Point-based annotation data
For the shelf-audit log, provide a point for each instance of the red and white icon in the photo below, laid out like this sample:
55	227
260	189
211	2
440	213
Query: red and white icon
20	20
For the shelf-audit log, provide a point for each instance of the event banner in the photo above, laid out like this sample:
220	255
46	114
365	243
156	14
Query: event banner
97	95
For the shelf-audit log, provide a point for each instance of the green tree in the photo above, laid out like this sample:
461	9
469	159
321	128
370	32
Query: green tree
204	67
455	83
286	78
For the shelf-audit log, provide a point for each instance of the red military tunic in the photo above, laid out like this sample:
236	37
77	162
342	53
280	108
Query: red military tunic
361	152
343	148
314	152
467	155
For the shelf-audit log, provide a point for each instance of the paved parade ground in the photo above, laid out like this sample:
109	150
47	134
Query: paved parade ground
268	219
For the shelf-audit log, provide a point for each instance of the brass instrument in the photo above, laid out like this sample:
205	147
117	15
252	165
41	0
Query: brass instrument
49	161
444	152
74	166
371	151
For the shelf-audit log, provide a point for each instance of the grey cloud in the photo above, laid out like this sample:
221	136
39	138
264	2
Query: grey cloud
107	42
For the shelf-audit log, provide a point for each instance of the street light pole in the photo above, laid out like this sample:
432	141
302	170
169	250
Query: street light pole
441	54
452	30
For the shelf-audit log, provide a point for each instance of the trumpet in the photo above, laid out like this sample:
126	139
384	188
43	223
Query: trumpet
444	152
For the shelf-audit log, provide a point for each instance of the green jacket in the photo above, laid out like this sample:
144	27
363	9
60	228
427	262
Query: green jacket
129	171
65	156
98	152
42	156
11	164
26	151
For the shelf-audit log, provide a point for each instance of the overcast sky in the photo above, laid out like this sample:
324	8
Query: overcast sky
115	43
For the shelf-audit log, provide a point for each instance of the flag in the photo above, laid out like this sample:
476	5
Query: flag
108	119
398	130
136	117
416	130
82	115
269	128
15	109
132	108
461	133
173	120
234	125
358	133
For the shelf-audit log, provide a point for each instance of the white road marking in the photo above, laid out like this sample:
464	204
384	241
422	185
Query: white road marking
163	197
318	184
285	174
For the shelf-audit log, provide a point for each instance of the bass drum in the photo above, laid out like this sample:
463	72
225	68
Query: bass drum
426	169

---

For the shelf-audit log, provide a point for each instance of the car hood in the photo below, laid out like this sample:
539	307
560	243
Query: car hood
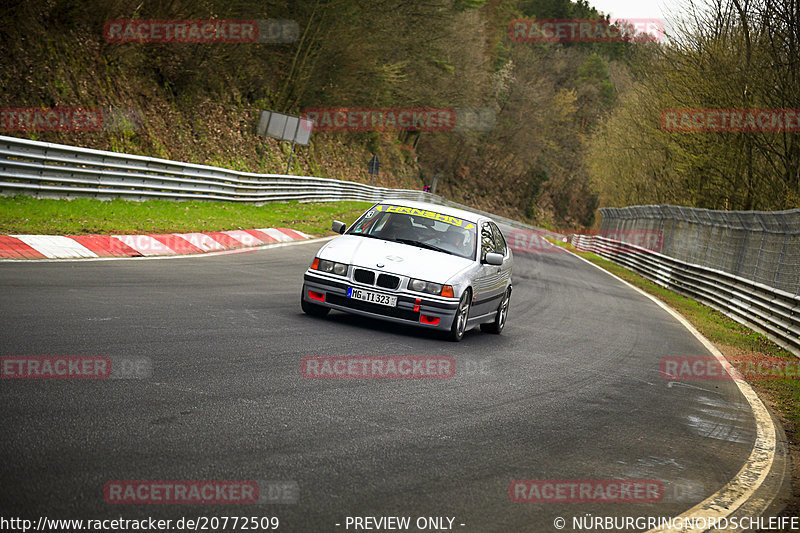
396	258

**Given request**
Please list each line of the items above that contains the word "overcast". Treat uppercase and lowercase letters as different.

**Exercise result**
For the shelf-audit log, provide a point for each instance of the overcast sky in the photo above, laid out like this sample:
Query: overcast sky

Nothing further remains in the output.